Studio album by U.D.O.
- Released: 30 September 2005
- Recorded: 2005
- Studio: Roxx Studio, Pulheim, Germany
- Genre: Heavy metal
- Length: 47:14
- Label: AFM
- Producer: Stefan Kaufmann

U.D.O. chronology
| Thunderball (2004) | Mission No. X (2005) | Mastercutor (2007) |

= Mission No. X =

Mission No. X is the tenth studio album by German heavy metal band U.D.O., released on 30 September 2005 via AFM Records. The original release date was announced for 4 October, but was pushed forward by one week.

Previous drummer Lorenzo Milani left the band due to "personal reasons" after the release of Thunderball and was replaced by Edge of Forever drummer Francesco Jovino.

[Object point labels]
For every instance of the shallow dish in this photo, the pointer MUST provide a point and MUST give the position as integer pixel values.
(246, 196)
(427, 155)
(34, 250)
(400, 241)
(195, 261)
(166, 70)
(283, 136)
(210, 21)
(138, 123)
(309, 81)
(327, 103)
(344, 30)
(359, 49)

==

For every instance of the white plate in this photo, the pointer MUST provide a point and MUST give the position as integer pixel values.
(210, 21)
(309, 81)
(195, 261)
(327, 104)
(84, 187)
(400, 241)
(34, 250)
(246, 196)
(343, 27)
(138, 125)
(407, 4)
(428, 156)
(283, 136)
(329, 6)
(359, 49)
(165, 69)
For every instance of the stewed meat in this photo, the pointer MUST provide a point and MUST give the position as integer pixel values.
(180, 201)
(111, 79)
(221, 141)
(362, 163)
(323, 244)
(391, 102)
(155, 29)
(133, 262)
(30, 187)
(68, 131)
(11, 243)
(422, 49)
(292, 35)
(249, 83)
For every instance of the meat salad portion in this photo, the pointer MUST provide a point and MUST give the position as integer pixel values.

* * *

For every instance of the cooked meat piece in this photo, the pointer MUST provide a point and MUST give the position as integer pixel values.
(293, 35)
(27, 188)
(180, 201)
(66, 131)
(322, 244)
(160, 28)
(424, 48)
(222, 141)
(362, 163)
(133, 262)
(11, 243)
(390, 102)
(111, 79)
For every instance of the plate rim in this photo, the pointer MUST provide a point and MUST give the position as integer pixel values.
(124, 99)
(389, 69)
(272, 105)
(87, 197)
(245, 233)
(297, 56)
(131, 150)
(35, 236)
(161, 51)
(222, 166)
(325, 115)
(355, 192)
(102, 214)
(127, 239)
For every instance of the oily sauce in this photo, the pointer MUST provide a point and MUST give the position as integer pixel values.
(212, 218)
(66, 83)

AIM OF THE EXERCISE:
Reproduce the full text on the album Mission No. X, word for word.

RESULT BELOW:
Studio album by U.D.O.
- Released: 30 September 2005
- Recorded: 2005
- Studio: Roxx Studio, Pulheim, Germany
- Genre: Heavy metal
- Length: 47:14
- Label: AFM
- Producer: Stefan Kaufmann

U.D.O. chronology
| Thunderball (2004) | Mission No. X (2005) | Mastercutor (2007) |

= Mission No. X =

Mission No. X is the tenth studio album by German heavy metal band U.D.O., released on 30 September 2005 via AFM Records. The original release date was announced for 4 October, but was pushed forward by one week.

Previous drummer Lorenzo Milani left the band due to "personal reasons" after the release of Thunderball and was replaced by Edge of Forever drummer Francesco Jovino.